■ **Problem details**: Nothing below is to be printed except the lines between the line holding "object=eye pupil" and the line holding "object=bokeh light spot", inclusive, each exactly as it appears.

*** Opening Data listing ***

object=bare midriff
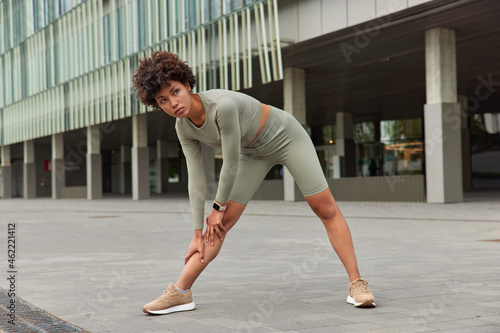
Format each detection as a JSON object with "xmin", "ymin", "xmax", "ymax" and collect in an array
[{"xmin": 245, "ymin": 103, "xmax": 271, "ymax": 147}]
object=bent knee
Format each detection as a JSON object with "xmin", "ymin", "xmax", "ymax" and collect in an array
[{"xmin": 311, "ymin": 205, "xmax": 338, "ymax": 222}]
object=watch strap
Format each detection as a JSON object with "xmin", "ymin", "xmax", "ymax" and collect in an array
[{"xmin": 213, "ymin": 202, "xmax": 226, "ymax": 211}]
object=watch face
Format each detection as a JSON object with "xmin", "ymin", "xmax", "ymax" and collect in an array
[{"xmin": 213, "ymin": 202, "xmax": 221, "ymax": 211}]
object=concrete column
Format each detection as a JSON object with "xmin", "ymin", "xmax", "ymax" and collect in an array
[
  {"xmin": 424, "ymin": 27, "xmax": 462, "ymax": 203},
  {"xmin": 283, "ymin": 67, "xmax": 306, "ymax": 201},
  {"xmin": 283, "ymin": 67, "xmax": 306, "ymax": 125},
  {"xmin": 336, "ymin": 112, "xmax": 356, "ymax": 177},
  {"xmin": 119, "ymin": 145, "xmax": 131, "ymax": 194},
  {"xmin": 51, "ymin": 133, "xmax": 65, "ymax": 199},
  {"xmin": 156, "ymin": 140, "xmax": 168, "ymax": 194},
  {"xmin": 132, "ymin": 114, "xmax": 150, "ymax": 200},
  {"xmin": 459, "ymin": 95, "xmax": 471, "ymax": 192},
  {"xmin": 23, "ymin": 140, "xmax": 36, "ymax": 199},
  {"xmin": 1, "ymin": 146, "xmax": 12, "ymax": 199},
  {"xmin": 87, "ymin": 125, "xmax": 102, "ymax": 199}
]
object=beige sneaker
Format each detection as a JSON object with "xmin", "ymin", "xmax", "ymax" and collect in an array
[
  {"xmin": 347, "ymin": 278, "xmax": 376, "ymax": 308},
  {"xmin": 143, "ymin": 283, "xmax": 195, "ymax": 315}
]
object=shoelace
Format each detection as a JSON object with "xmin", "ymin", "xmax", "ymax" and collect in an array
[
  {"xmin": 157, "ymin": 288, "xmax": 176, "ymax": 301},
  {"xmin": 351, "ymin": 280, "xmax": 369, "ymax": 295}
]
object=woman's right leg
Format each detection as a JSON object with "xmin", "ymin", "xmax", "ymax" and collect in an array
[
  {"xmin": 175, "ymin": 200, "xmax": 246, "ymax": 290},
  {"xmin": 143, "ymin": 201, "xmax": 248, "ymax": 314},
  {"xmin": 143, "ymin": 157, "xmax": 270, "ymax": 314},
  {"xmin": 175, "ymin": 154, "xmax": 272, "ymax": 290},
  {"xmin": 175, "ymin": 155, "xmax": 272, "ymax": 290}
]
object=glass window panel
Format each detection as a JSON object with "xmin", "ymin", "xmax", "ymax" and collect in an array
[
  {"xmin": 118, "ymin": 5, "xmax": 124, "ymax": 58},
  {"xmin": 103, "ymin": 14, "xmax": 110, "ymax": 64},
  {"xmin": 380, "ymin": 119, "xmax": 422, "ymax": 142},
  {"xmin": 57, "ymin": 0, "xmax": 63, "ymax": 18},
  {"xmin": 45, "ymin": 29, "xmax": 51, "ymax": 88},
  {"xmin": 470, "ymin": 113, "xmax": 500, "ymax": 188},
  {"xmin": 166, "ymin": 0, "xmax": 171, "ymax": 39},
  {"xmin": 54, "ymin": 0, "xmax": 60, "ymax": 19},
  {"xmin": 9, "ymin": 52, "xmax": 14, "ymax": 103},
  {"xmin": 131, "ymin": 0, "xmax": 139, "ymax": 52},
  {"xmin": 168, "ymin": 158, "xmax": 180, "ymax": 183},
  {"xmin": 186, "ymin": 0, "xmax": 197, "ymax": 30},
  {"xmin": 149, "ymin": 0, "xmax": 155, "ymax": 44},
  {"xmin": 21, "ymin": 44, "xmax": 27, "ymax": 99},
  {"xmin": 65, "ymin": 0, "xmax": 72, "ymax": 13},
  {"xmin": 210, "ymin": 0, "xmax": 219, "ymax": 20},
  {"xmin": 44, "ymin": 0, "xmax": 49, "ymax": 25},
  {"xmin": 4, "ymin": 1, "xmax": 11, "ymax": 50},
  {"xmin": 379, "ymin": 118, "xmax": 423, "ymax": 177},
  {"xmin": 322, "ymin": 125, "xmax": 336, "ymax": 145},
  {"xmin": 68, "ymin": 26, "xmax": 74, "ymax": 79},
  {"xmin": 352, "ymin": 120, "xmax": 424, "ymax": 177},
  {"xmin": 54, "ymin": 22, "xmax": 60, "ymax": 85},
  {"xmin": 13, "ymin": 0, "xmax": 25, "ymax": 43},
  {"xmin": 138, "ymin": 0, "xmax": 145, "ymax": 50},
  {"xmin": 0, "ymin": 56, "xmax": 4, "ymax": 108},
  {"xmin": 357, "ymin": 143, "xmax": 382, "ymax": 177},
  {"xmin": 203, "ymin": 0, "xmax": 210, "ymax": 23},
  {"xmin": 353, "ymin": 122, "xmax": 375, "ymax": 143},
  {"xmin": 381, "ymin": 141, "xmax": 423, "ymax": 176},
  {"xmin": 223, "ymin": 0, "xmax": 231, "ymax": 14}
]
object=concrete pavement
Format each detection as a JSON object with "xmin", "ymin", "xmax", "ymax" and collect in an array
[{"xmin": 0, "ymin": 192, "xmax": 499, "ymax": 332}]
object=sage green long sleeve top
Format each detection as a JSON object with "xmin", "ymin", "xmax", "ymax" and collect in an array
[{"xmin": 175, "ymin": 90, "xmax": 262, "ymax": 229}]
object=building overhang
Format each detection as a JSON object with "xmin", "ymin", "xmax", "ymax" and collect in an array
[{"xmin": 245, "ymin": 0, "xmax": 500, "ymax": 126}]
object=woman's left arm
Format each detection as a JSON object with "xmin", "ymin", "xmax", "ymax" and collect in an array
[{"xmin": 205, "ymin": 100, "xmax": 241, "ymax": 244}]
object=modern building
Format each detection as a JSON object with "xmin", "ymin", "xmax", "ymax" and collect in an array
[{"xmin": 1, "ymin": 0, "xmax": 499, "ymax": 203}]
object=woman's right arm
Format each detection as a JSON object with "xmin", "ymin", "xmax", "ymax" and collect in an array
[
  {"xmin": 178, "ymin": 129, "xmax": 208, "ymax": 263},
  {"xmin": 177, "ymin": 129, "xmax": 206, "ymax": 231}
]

*** Closing Data listing ***
*** Opening Data listing ***

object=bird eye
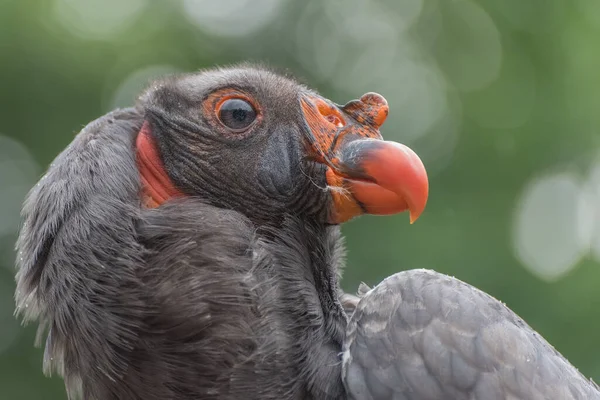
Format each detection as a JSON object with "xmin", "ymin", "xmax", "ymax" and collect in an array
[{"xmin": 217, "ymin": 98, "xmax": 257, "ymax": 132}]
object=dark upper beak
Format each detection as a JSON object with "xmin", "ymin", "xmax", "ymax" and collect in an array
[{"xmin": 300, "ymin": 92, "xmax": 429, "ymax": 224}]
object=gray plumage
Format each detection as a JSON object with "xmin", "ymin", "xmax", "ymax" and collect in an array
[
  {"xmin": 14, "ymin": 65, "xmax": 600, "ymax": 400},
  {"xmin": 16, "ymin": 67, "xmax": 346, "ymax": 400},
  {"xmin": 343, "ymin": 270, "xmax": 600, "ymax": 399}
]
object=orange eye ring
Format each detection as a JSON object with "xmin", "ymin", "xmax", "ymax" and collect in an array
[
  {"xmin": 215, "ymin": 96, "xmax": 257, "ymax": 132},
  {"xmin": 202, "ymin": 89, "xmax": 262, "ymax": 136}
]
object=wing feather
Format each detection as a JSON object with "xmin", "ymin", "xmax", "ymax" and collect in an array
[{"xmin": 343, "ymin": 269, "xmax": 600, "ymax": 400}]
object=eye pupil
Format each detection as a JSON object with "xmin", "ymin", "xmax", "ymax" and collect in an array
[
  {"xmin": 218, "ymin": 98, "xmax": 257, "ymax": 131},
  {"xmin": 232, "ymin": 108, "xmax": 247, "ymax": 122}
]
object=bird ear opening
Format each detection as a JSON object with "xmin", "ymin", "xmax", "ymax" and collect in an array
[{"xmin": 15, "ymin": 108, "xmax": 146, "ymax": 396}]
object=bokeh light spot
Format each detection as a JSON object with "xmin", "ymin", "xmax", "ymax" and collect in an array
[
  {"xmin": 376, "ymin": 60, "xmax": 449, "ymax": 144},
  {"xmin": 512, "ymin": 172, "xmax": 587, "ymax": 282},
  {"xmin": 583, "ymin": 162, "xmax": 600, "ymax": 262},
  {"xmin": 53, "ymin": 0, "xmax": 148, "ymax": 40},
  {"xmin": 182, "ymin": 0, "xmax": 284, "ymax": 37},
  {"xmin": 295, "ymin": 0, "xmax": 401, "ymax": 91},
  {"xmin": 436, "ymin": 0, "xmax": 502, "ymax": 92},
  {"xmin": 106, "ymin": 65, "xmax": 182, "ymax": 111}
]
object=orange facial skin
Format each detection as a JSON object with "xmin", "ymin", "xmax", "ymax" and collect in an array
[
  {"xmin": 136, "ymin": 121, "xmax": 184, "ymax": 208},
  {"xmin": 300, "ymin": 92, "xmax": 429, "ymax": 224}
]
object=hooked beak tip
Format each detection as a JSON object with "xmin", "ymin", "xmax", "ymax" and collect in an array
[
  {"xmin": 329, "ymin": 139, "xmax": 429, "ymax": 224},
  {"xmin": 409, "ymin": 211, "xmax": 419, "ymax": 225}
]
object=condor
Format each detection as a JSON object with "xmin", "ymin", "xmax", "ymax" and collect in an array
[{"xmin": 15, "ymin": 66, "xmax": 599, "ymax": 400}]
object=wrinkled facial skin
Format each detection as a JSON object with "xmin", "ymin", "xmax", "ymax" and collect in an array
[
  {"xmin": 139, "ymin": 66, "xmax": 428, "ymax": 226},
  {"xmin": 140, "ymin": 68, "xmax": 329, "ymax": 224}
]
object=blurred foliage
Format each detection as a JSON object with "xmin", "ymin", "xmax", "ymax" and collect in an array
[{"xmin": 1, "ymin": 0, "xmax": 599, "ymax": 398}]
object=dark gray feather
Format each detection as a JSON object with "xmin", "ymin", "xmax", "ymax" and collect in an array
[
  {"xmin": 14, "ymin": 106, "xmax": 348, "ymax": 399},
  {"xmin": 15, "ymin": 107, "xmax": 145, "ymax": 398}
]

*** Closing Data listing ***

■ **Exercise result**:
object=eye pupil
Format each detection as a JSON object with "xmin", "ymin", "xmax", "ymax" and collect in an array
[
  {"xmin": 218, "ymin": 98, "xmax": 257, "ymax": 131},
  {"xmin": 232, "ymin": 108, "xmax": 247, "ymax": 122}
]
object=bird ear opening
Format each detection as a JSON object with "xmin", "ymin", "xmax", "ymax" and collect in an array
[{"xmin": 15, "ymin": 108, "xmax": 146, "ymax": 396}]
object=bokeh light spot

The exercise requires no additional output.